Si Mme de Brosses n’eût été en couches, je me serais mis de la caravane pour vous aller voir avec M.  et Mme de Ruffey. C’est un fort galant homme qui a bien des connaissances, et qui aime les vers avec passion, même ceux qu’il fait. Sa femme a beaucoup d’esprit et de gaieté, et une gentillesse inépuisable dans la conversation[2]. Mais, comme elle est tout à fait timide avec les personnes qu’elle ne connaît pas, il ne serait pas étonnant qu’elle n’eût rien montré de ceci, et que son génie eût tremblé devant le vôtre.

Vraiment l’Hélicon de Carrouge nous a fait voir une ode de M.  de Bussy du dernier pindarique, Vitreo daturus nomima ponto. Pour la comédie qu’il a donnée sur votre théâtre, je ne la connais pas. Je soupçonne seulement que sa pièce manque de conduite[3]. Vous voyez que nous faisons nos efforts pour soutenir la réputation que vous avez bien voulu donner à notre ville d’être en possession de produire des gens célèbres[4]. Mais, après tout, nous ne pouvons pas toujours vous offrir des Bossuets, des Saumaises, des Rameaux, des Crébillons et des Buffons.

> _LIGNES EXTRAITES_:
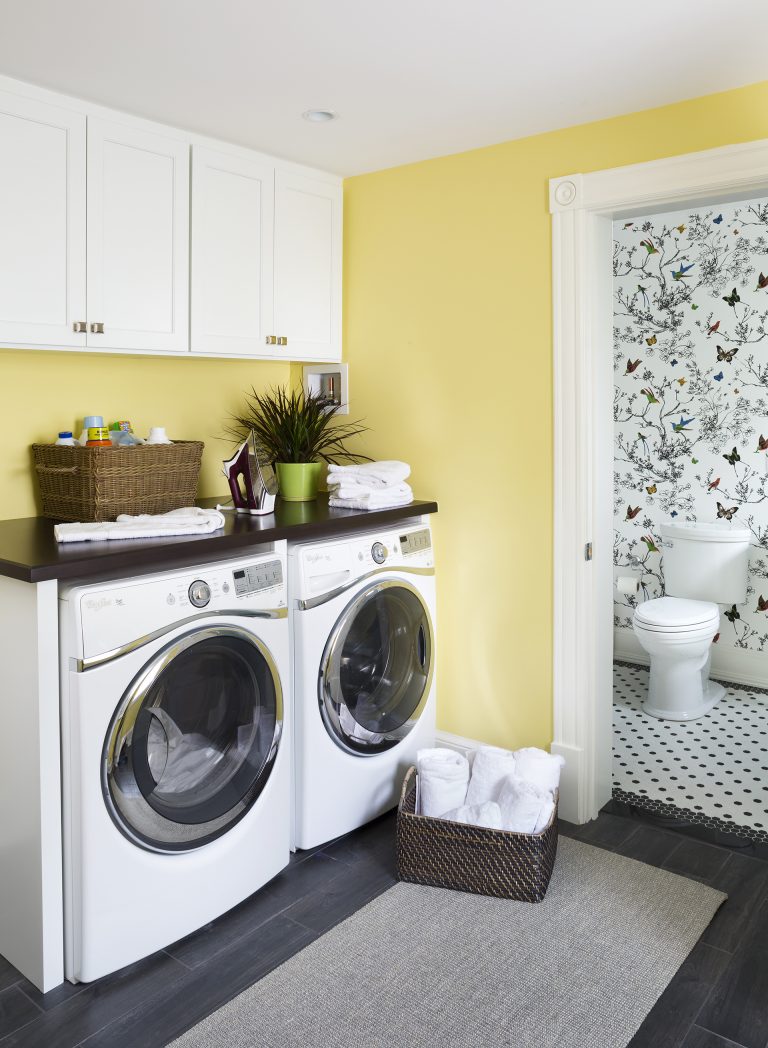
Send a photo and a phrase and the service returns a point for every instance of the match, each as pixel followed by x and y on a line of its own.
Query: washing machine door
pixel 193 741
pixel 377 668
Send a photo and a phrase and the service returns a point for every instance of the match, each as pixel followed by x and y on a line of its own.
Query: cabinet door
pixel 138 225
pixel 308 266
pixel 42 223
pixel 233 213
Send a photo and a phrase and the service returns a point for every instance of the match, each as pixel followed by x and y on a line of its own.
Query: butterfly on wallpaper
pixel 679 427
pixel 727 354
pixel 682 271
pixel 726 512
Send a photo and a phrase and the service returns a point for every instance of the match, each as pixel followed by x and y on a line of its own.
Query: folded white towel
pixel 382 474
pixel 384 499
pixel 539 767
pixel 442 779
pixel 524 807
pixel 192 520
pixel 477 814
pixel 490 767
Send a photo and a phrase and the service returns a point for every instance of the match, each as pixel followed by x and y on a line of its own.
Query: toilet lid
pixel 675 612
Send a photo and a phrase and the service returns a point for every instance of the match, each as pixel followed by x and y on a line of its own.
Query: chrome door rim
pixel 326 701
pixel 124 718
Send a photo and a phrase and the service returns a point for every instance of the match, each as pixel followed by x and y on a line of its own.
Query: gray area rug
pixel 421 967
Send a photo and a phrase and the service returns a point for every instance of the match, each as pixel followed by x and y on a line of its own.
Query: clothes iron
pixel 254 484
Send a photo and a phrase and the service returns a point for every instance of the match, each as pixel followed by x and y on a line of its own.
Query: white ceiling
pixel 410 79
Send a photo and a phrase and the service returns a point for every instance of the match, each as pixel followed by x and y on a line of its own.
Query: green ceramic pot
pixel 298 480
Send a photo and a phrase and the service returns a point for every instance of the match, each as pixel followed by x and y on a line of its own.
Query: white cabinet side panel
pixel 30 844
pixel 42 222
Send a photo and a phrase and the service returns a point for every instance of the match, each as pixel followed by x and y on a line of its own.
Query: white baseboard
pixel 736 664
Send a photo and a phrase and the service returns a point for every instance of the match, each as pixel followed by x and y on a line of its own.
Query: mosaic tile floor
pixel 712 770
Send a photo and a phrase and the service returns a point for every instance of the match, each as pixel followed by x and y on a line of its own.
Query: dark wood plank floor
pixel 719 998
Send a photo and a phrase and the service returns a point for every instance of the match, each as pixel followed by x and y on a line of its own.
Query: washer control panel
pixel 199 593
pixel 258 576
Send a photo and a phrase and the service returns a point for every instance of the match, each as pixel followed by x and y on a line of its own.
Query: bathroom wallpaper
pixel 690 393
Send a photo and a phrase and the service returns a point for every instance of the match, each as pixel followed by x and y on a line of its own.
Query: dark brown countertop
pixel 29 552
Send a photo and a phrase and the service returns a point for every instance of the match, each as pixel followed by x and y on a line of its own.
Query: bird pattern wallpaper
pixel 690 393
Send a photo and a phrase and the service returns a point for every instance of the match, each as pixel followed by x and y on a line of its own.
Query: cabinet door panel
pixel 137 239
pixel 233 200
pixel 308 266
pixel 42 222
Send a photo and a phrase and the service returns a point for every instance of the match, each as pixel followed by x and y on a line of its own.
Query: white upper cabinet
pixel 42 223
pixel 138 230
pixel 308 266
pixel 233 204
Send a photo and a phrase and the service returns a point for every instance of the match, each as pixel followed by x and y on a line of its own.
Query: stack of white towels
pixel 505 790
pixel 370 485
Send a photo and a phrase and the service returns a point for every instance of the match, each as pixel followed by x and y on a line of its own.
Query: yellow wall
pixel 447 332
pixel 42 393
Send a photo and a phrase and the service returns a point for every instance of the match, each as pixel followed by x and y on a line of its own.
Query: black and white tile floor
pixel 712 771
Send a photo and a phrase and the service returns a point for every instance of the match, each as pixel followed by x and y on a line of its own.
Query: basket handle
pixel 56 468
pixel 407 783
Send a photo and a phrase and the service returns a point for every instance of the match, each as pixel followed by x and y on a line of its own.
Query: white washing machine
pixel 176 752
pixel 363 612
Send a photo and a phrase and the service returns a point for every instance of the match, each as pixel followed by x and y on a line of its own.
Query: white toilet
pixel 705 565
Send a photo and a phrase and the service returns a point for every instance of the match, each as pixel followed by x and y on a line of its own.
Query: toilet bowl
pixel 677 634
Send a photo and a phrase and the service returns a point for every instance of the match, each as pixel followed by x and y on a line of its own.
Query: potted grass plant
pixel 294 431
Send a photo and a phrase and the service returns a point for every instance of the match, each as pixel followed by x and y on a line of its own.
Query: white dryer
pixel 363 611
pixel 176 754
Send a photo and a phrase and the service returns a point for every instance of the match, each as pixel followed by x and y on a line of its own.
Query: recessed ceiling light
pixel 319 115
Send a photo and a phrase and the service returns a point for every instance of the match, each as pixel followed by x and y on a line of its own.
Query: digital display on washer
pixel 258 576
pixel 415 542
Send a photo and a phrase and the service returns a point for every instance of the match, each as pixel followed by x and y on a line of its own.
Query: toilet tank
pixel 706 562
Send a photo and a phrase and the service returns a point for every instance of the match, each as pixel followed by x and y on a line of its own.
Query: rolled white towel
pixel 539 767
pixel 477 814
pixel 442 779
pixel 525 808
pixel 382 474
pixel 490 767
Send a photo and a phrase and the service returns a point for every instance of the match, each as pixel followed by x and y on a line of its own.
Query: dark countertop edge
pixel 150 555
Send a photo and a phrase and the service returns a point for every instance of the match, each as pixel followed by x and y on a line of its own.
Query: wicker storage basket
pixel 100 483
pixel 473 858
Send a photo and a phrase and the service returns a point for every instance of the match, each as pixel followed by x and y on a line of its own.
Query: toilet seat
pixel 671 614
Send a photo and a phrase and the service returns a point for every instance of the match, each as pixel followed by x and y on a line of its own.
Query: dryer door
pixel 191 746
pixel 377 668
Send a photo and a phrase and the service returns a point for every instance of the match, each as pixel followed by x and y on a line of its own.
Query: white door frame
pixel 583 209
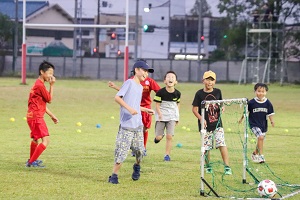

> _TRAVAIL DEMANDÉ_: Recopiez sans rien y changer le passage du texte de l'exercice qui commence à « Si Mme de Brosses » et se termine à « devant le vôtre. ». Les lignes extraites ne sont pas utiles ici.

> _VOTRE RÉPONSE_:
Si Mme de Brosses n’eût été en couches, je me serais mis de la caravane pour vous aller voir avec M.  et Mme de Ruffey. C’est un fort galant homme qui a bien des connaissances, et qui aime les vers avec passion, même ceux qu’il fait. Sa femme a beaucoup d’esprit et de gaieté, et une gentillesse inépuisable dans la conversation[2]. Mais, comme elle est tout à fait timide avec les personnes qu’elle ne connaît pas, il ne serait pas étonnant qu’elle n’eût rien montré de ceci, et que son génie eût tremblé devant le vôtre.